Data supplied.
- - -

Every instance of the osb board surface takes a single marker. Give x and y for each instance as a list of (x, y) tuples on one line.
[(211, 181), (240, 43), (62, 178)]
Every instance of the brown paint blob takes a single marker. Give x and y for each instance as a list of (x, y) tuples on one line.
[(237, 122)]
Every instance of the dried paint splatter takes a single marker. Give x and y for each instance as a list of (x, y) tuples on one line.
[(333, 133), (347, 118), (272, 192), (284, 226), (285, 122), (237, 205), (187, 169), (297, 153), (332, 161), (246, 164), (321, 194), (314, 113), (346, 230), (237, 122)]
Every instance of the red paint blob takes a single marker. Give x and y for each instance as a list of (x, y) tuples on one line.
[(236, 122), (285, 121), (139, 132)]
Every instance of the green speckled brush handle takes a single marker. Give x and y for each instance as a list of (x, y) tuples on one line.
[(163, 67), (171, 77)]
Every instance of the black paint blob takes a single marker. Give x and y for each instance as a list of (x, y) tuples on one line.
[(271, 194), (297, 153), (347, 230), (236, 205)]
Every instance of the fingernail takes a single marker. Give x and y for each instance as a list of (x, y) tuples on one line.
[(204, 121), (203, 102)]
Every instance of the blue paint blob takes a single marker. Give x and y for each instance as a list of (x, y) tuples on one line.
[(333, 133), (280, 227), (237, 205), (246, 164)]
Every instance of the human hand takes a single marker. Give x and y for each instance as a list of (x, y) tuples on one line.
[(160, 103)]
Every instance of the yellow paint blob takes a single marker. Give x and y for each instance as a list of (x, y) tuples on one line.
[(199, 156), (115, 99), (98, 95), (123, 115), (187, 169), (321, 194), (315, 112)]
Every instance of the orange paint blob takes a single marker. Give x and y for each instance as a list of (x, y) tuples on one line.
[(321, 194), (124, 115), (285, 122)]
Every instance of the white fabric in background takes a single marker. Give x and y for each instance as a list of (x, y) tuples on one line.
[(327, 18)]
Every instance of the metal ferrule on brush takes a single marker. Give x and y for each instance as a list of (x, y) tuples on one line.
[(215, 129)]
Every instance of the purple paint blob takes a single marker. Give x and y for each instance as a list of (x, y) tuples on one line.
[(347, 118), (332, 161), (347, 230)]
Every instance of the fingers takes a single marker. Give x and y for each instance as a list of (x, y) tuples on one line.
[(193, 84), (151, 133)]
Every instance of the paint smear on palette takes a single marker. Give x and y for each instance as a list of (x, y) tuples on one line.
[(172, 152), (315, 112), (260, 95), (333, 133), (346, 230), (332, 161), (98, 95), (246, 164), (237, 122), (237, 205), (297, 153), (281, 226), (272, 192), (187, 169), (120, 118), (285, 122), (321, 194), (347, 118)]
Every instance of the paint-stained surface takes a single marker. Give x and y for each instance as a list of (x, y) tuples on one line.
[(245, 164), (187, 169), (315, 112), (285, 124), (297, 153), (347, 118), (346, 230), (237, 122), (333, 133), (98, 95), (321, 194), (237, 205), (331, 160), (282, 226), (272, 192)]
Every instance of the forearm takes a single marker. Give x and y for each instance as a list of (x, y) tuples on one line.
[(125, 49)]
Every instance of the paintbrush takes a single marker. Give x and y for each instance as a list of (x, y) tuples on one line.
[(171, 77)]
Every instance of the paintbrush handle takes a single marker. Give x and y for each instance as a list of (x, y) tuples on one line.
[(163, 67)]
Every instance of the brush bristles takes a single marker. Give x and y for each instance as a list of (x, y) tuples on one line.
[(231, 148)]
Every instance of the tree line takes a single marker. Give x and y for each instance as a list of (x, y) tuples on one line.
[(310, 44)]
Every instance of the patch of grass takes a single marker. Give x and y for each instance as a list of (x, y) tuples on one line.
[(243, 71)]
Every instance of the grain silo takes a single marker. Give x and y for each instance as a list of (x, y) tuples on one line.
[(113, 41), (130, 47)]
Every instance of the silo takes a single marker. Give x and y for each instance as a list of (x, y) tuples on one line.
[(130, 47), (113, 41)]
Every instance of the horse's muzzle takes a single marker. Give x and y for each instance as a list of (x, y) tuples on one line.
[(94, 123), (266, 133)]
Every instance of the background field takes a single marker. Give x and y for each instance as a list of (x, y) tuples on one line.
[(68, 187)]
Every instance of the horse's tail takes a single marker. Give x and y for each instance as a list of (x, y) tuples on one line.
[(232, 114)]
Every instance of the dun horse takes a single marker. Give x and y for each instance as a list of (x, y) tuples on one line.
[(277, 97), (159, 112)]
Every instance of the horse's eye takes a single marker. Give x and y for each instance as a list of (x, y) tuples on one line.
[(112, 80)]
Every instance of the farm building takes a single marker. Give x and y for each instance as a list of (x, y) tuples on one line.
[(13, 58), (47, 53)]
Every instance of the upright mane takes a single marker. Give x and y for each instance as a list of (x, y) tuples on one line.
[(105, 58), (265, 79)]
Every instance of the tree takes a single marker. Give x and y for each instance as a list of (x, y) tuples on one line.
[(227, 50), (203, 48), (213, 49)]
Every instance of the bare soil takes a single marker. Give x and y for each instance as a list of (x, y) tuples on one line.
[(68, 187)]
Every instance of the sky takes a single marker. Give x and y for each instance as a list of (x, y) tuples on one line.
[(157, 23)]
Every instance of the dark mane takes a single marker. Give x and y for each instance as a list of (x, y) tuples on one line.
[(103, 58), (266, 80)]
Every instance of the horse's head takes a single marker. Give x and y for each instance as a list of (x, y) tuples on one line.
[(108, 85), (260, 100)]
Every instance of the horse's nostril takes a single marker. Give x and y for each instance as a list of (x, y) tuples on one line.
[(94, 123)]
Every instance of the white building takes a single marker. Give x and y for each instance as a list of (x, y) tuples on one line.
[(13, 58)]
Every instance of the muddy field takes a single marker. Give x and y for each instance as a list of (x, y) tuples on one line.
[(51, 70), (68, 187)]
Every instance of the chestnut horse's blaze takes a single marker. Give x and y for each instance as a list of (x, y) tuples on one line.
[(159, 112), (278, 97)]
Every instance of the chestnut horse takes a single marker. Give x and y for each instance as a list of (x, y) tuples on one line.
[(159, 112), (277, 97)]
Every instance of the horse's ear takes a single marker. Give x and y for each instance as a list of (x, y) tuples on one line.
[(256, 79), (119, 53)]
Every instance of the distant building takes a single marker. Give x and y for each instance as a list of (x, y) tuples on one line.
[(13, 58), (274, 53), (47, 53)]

- - -

Exercise brief. Produce a precise copy of all the material above.

Reply.
Every instance of the osb board surface takes a single marker. Give x and y for each instance as a list of (x, y) tuples on one line.
[(211, 181), (240, 43), (62, 178)]
Every instance of the brown paint blob takes a single marker. Give x and y for each instance as a list of (x, y) tuples on one line.
[(237, 122)]
Every instance of the dried paint splatter takes a single marker. Give x and y for each instance as a list of (x, y) tuples on one line.
[(333, 133), (347, 118), (272, 192), (284, 226), (285, 122), (237, 205), (187, 169), (297, 153), (332, 161), (246, 164), (321, 194), (314, 113), (346, 230), (237, 122)]
Every instance of the red paint blob takes a single marker. Give x and y for each instance as a list of (x, y) tuples on one line.
[(236, 122), (285, 121), (139, 132)]
Every instance of the green speckled brush handle takes a single marker. Give x and y for each instance as a list of (x, y) tuples on one line.
[(163, 67), (171, 77)]
Every instance of the black paint blob takes a single marker. Give x and y for each instance as a list of (x, y) tuples on one line.
[(271, 194), (297, 153), (347, 230), (236, 205)]
Every instance of the fingernail takes a single marker. Give x and y for each instance as a list of (x, y) tuples on one line.
[(204, 121), (203, 102)]
Every instance of the blue paint blob takes a single marker. Give x and y for each instance as a list of (x, y) tuples on one line.
[(333, 133), (280, 227), (237, 205), (246, 164)]
Every instance of the human hand takes a single marker. Give x and y for each instance as a list of (x, y) tuples on one line.
[(160, 103)]
Every instance of the yellow paint blob takes a single marker. Give x and y for each instance as a list of (x, y) tuples on one line.
[(199, 156), (115, 99), (98, 95), (123, 115), (187, 169), (321, 194), (315, 112)]
Every instance of the orange paint blob takes a single marker. Give x and y for each instance as a list of (x, y) tuples on one line.
[(321, 194), (124, 115), (285, 122)]
Every instance of the white fabric in background takes a single marker. Give x and y for each instance as a list of (x, y) tuples on one line.
[(327, 18)]
Every instance of the metal ferrule on brush takes a single marker. Give x and y for each instance as a list of (x, y) tuples on one line.
[(215, 129)]
Every instance of the purple paint blob takes a single marker. Give x and y for each instance as a list of (x, y) tuples on one line.
[(347, 118), (332, 161), (347, 230)]
Every instance of the fingers takes a single marker. Give x and y for each instance as a list of (x, y) tuples on one line.
[(193, 84), (151, 133)]
Every instance of the paint smear on palette takes a single marker. Give x and y for each instance as a list of (x, y) tuples on one line.
[(172, 152), (315, 112), (260, 95), (333, 133), (346, 230), (332, 161), (98, 95), (246, 164), (237, 122), (237, 205), (297, 153), (281, 226), (272, 192), (187, 169), (120, 118), (285, 122), (321, 194), (347, 118)]
Every instance of the paint-stained surface takes a single marker. Give x and y for each instance as a list of (x, y) tuples on one line.
[(245, 164), (187, 169), (315, 112), (285, 124), (297, 153), (347, 118), (346, 230), (237, 122), (333, 133), (98, 95), (321, 194), (237, 205), (331, 160), (282, 226), (272, 192)]
Every instance of the forearm takes a single marker. Give x and y for each instance as a list of (x, y) tuples on one line.
[(125, 49)]
Every instance of the paintbrush takes a single marker. Give x and y for each instance as a list of (x, y) tuples on one line.
[(171, 77)]
Every instance of the paintbrush handle takes a single marker. Give x and y for each instance as a list of (x, y) tuples on one line.
[(163, 67)]
Every instance of the brush bristles takes a single marker. Give x and y for each instance as a list of (x, y) tuples on one line.
[(231, 148)]
Every instance of the tree line takes a single marker. Give x and y for each instance as a list of (x, y) tuples on one line.
[(310, 44)]
Every instance of the patch of grass takes a single marker. Give x and y for each instance as a list of (x, y) tuples on one line.
[(243, 71)]
Every instance of the grain silo takes a single marker. Give x and y for each instance as a list of (x, y) tuples on one line.
[(113, 41), (130, 47)]
Every instance of the silo takes a single marker. Give x and y for each instance as a list of (x, y) tuples on one line.
[(130, 47), (113, 41)]
Every instance of the horse's muzzle takes a single marker. Give x and y for each instance as a list of (x, y) tuples on one line.
[(94, 123), (266, 133)]
Every instance of the background field takes a single marker. Give x and y for each instance as a list of (x, y) tuples on one line.
[(68, 187)]
Every instance of the horse's tail takes a single marker. Give x and y for each instance as a list of (x, y) tuples on one line.
[(232, 114)]
Every instance of the dun horse takes a single marker. Give x and y for each instance as a list of (x, y) tuples on one line.
[(277, 97), (159, 112)]
Every instance of the horse's eye takes a single marker. Give x and y for each instance as a list of (x, y) tuples on one line.
[(112, 80)]
Every instance of the farm building takes a single marker. Give x and y for each instance as a list of (x, y) tuples on one line.
[(13, 58), (47, 53)]
Every instance of the upright mane takes a single marker. Give x and y for each instance as a list of (x, y) tuples on one line.
[(105, 58), (265, 79)]
Every instance of the tree takes a single marker. Give x and y for each instance as a list of (x, y) tuples on one line.
[(227, 50), (203, 48), (213, 49)]
Every instance of the bare soil takes a single marker. Give x and y for each instance as a list of (x, y) tuples on one line.
[(68, 187)]
Every instance of the sky takes a single marker. Give x and y for each instance as a list of (x, y) tuples on one line.
[(157, 23)]
Every instance of the dark mane takes a single marker. Give x and y for each instance as a list of (x, y) tuples on one line.
[(103, 58), (266, 80)]
Every instance of the horse's head takes a single marker. Give x and y for each instance as a list of (x, y) tuples on one line.
[(108, 85), (260, 100)]
Every instance of the horse's nostril takes a single marker. Give x and y for each instance as a list of (x, y) tuples on one line.
[(94, 123)]
Every instance of the white building takes a single marker. Give x and y for each instance as a list of (x, y) tuples on one line.
[(13, 58)]
Every instance of the muddy field takes a single marker. Give x and y for each instance as a list of (x, y) tuples on one line.
[(51, 70), (68, 187)]
Every instance of the chestnut horse's blaze takes a single marker. Give x and y for each instance as a list of (x, y) tuples on one line.
[(159, 112), (278, 97)]
Every instance of the chestnut horse takes a single marker. Give x and y for each instance as a list of (x, y) tuples on one line.
[(159, 112), (277, 97)]
Every instance of the horse's ear takes a single marker. Give x and y for each instance as a list of (x, y) tuples on one line.
[(256, 79), (119, 53)]
Every instance of the distant building takes a single marker. Give x and y for each instance as a list of (x, y) tuples on one line.
[(13, 58), (274, 53), (47, 53)]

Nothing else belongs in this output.